- **やること**
下の素材を全部書き直し、「green vegetation」を「green foliage」に入れ替えてください。それ以外は一字も変えないでください。

[コレクションの項目]
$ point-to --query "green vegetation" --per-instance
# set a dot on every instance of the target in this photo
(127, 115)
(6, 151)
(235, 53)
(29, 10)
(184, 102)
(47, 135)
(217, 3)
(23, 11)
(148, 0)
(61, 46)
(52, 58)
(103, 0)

- **この練習の答え**
$ point-to --query "green foliage" --per-instance
# set a dot on every instance of the target in this photo
(127, 115)
(6, 151)
(235, 53)
(29, 10)
(184, 102)
(47, 135)
(217, 3)
(23, 11)
(148, 0)
(61, 46)
(52, 58)
(103, 0)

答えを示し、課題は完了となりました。